Por HUGO ALCONADA MON *
La noticia pasó de largo en los medios de
comunicación y agencias de noticias de la Argentina y el resto de América
Latina.
Apenas un par de cables, del 22 de diciembre,
informaron que un exejecutivo de la multinacional alemana Siemens se declaró
“no culpable” ante una Corte Federal en Nueva York de lavar dinero para pagar
coimas en la Argentina y, por tanto, afrontará un juicio oral en Estados Unidos
en julio de este año.
Dicho de otro modo, la justicia de Estados Unidos detuvo y juzgará a un alemán por presuntos
delitos cometidos en la Argentina, donde esos crímenes siguen impunes desde
hace ya veinte años.
O: la justicia de Estados Unidos juzgará lo
que la de la Argentina no pudo o no quiso juzgar durante las últimas dos
décadas.
Y eso nos lleva a algo más profundo que el
“caso Siemens”, algo más sistémico y generalizado que solo un caso en la
Argentina.
Porque aún en los contados casos en que un
acusado se arrepiente y se declara culpable —como ocurrió con Siemens en 2008
y, más acá en el tiempo con el gigante brasileño Odebrecht—, los poderes judiciales del hemisferio se
resisten a aplicar condenas contra el poder político o económico.
Los motivos también son conocidos:
El temor a las represalias en ciertos casos
—y es cierto que más de un juez terminó en la calle por enfrentar al poder— y
la carencia de herramientas indispensables son dos de los principales.
Pero también muchos jueces y fiscales forman
parte del sistema —del “círculo rojo”, como le dicen en la Argentina— que ellos
mismos deberían investigar y condenar.
Comencemos por el inicio.
¿De qué se trata el capítulo argentino del
Caso Siemens?
En 1998, unos años después de dos atentados
terroristas en Buenos Aires, el entonces presidente Carlos Menem ordenó mejorar
los controles fronterizos y modernizar los documentos de identidad y los
pasaportes.
El objetivo era correcto, pero la idea se
sazonó con las tentaciones de unos cuantos y, tras una serie de enjuagues que
incluyeron a varios pesos pesados criollos —entre ellos, Alfredo Yabrán, los
Macri y los Ciccone—, Siemens se quedó con el contrato.

- **OBJETIVO DEL EJERCICIO**
Reproduzca sin cambios todo lo que va desde “Porque aún en” hasta “por el inicio.” en el texto sobre el caso Siemens. Estas filas proceden de una fuente distinta.

Registros de anotación de coordenadas:

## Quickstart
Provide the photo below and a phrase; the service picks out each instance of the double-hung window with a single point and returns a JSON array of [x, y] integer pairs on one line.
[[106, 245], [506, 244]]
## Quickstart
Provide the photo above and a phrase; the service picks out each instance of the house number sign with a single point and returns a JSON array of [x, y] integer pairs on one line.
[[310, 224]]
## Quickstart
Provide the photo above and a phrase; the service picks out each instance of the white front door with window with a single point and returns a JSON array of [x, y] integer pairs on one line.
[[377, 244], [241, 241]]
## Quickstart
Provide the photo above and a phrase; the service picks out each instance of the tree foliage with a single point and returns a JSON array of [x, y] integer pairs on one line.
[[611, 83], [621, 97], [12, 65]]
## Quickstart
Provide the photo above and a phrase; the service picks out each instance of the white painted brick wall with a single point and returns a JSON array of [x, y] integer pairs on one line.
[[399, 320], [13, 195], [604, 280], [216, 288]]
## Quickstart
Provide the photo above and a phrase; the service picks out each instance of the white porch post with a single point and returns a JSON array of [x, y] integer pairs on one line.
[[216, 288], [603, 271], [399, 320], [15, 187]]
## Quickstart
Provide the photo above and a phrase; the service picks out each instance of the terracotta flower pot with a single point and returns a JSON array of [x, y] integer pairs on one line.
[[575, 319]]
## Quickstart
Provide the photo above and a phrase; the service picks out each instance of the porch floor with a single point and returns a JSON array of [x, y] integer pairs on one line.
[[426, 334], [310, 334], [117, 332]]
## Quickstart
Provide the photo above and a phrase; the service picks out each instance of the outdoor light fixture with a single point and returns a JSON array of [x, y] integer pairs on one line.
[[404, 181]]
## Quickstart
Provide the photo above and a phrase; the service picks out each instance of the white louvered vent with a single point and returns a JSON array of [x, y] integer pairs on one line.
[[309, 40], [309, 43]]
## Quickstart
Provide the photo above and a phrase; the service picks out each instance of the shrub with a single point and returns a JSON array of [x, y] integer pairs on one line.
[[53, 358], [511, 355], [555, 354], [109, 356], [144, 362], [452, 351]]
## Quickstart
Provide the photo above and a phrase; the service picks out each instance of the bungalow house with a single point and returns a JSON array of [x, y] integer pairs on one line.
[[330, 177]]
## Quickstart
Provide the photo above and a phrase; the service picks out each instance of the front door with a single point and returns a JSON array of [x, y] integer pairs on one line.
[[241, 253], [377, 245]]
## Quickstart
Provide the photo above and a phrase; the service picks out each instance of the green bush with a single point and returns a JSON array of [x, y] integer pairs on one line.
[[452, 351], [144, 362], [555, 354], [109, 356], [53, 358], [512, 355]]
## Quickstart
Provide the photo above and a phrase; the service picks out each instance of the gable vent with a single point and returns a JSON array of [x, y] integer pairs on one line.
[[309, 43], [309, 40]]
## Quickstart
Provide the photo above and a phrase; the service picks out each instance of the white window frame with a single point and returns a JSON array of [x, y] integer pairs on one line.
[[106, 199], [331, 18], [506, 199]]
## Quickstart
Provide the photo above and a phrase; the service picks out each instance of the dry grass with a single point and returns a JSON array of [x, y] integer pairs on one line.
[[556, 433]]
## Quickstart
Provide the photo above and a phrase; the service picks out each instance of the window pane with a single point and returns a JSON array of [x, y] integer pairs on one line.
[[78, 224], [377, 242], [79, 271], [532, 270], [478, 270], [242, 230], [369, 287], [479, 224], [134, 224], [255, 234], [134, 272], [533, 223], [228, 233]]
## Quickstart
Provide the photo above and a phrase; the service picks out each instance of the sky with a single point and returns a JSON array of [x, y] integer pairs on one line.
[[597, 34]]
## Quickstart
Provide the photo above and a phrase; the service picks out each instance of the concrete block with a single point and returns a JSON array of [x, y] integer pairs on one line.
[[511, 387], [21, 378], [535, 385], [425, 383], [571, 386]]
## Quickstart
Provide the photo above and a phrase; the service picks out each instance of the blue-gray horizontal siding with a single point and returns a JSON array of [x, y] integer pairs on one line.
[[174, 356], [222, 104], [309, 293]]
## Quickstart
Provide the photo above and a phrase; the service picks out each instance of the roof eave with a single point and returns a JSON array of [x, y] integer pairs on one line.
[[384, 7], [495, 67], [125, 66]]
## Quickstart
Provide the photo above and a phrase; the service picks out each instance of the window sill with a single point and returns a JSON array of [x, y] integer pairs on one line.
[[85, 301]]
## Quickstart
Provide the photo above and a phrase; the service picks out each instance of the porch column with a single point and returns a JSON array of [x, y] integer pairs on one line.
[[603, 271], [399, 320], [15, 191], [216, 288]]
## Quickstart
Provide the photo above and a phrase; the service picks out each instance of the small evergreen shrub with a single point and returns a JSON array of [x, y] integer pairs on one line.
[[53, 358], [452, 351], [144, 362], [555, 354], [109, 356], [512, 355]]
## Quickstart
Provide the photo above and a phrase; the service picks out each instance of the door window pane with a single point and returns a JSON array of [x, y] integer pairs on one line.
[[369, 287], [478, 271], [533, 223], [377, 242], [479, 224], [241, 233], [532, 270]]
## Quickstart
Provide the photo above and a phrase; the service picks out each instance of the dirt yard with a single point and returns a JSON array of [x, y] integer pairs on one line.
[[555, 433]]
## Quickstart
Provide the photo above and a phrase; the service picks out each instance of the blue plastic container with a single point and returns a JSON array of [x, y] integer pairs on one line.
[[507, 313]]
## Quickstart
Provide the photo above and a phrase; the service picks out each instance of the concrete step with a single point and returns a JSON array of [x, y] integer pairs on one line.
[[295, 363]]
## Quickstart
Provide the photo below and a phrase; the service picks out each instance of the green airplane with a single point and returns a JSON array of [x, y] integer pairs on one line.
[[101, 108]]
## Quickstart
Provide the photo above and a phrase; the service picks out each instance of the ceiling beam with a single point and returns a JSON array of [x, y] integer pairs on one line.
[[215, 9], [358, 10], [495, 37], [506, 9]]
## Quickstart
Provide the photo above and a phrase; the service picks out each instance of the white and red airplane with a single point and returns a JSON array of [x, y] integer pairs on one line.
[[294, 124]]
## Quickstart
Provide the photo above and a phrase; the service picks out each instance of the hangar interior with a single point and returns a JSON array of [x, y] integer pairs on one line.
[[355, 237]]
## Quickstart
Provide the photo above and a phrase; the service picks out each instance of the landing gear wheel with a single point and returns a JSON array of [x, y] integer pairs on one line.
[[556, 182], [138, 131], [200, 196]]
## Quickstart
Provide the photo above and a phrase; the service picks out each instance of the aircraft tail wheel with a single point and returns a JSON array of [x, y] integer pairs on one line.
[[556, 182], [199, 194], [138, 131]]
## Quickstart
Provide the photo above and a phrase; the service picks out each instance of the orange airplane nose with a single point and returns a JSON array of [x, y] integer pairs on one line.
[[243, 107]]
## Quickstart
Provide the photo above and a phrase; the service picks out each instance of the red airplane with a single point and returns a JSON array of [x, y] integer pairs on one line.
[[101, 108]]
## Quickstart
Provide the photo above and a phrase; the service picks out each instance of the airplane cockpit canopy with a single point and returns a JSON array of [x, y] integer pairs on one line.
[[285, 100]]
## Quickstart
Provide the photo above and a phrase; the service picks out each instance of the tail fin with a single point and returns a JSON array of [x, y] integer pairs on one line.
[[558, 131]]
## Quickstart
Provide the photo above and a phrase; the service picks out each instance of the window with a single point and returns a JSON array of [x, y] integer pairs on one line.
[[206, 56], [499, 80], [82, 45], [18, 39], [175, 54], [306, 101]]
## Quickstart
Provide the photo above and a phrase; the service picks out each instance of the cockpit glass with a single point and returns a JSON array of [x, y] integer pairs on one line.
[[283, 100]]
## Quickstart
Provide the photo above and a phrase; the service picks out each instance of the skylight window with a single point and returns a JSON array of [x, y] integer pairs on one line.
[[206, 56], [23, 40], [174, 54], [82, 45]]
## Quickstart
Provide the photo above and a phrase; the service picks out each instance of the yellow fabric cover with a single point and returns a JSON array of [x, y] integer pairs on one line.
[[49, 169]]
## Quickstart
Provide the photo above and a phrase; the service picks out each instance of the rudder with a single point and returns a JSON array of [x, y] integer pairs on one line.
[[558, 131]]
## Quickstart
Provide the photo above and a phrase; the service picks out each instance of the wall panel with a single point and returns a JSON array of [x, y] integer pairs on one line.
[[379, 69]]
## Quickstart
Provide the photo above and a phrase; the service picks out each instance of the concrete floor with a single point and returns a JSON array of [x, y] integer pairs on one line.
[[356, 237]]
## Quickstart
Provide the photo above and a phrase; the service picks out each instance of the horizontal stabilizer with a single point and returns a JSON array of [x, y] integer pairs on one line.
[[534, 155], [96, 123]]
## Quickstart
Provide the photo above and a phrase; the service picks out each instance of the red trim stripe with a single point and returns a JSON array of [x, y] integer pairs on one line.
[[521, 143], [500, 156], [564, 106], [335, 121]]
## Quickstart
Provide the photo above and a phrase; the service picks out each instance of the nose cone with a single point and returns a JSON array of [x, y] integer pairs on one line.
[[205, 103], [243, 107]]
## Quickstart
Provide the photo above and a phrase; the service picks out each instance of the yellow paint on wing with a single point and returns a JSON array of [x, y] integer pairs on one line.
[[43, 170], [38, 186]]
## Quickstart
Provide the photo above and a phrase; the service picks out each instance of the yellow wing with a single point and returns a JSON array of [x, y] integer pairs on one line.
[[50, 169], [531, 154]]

- **RESPUESTA CORRECTA**
Porque aún en los contados casos en que un
acusado se arrepiente y se declara culpable —como ocurrió con Siemens en 2008
y, más acá en el tiempo con el gigante brasileño Odebrecht—, los poderes judiciales del hemisferio se
resisten a aplicar condenas contra el poder político o económico.
Los motivos también son conocidos:
El temor a las represalias en ciertos casos
—y es cierto que más de un juez terminó en la calle por enfrentar al poder— y
la carencia de herramientas indispensables son dos de los principales.
Pero también muchos jueces y fiscales forman
parte del sistema —del “círculo rojo”, como le dicen en la Argentina— que ellos
mismos deberían investigar y condenar.
Comencemos por el inicio.